→ **What to work on**: Print the material below again, line for line, without changing anything.

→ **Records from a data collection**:
============

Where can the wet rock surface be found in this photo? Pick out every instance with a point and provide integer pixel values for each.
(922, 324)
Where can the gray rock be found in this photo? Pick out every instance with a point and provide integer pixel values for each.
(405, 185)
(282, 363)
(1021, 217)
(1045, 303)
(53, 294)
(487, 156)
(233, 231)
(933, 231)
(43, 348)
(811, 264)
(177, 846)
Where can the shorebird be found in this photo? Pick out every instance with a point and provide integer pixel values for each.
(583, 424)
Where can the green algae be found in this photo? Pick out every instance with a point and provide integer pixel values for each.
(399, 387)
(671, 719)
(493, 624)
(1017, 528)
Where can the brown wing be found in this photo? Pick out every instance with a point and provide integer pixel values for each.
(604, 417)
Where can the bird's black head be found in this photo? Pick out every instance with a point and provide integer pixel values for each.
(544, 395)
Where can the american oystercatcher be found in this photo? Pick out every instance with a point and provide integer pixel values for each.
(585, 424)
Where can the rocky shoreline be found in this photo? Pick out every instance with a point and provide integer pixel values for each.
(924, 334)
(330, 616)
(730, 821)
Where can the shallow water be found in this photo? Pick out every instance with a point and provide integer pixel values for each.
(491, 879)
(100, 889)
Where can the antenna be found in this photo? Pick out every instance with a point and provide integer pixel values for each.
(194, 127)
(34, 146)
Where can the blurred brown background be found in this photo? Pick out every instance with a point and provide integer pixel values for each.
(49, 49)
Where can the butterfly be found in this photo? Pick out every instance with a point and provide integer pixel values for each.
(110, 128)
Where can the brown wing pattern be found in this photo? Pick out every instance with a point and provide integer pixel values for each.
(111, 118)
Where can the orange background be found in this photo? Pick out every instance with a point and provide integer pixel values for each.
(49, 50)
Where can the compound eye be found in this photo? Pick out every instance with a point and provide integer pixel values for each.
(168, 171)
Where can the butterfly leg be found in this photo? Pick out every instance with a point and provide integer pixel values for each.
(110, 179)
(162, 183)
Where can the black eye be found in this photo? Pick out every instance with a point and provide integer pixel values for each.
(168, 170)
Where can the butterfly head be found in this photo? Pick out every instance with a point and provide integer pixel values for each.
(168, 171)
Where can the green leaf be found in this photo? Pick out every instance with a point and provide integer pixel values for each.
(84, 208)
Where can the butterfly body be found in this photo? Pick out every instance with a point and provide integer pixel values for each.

============

→ **Finished task**:
Where can the wet rock surface be found in this photo? Pick out every instance with a point and provide integer pixel values for each.
(922, 324)
Where can the gray rock be found in this photo? Pick out every instance with a point and provide integer pixel values for each.
(405, 185)
(282, 363)
(1021, 217)
(1045, 303)
(53, 294)
(487, 156)
(233, 231)
(933, 231)
(43, 348)
(811, 264)
(177, 846)
Where can the shorebird be found in this photo? Pick out every instance with a point and provide integer pixel values for each.
(583, 424)
Where can the green algae be found in this photo? Pick out every instance with a point and provide integer pixel values for each.
(399, 387)
(671, 719)
(493, 624)
(1017, 528)
Where can the brown wing be found in this photo? Pick out every instance with a point and provide integer pixel values for each.
(604, 417)
Where can the bird's black head be found in this photo? Pick out every instance with a point and provide integer pixel values for each.
(544, 395)
Where can the american oystercatcher be found in this photo? Pick out every instance with a point and provide integer pixel values for each.
(585, 424)
Where can the rocky shoreline be found in this photo? Pick out every instance with a point and provide integer pixel values for each.
(924, 334)
(330, 616)
(730, 821)
Where can the shallow water be found in this photo? Pick out every instance with a point and provide integer pixel values for each.
(491, 879)
(100, 889)
Where can the antenna be found in this photo? Pick out every instance with a point and provide integer pixel values for each.
(194, 127)
(34, 146)
Where can the blurred brown background be found in this photo? Pick out every instance with a point and provide integer pixel values for each.
(49, 49)
Where can the butterfly be found in this photo? Pick out every instance with a point and provide integer pixel values for each.
(110, 128)
Where can the brown wing pattern be found in this photo? Pick out every instance with a point and provide integer pixel values for each.
(111, 118)
Where can the orange background be found in this photo? Pick out every instance with a point and provide integer pixel values for each.
(49, 50)
Where can the compound eye be found in this photo? Pick out every instance with a point and provide integer pixel values for each.
(168, 171)
Where can the butterfly leg be found in this photo? Pick out every instance with a point and provide integer pixel values for each.
(110, 179)
(162, 183)
Where can the black eye be found in this photo? Pick out every instance with a point and provide integer pixel values for each.
(168, 170)
Where can the butterfly head be found in this photo? Pick out every instance with a point and provide integer pixel values for each.
(168, 171)
Where can the green leaf be found in this photo? Pick out every instance with a point and provide integer pixel values for each.
(84, 208)
Where can the butterfly body be found in this photo? Pick out every instance with a point and provide integer pixel values for each.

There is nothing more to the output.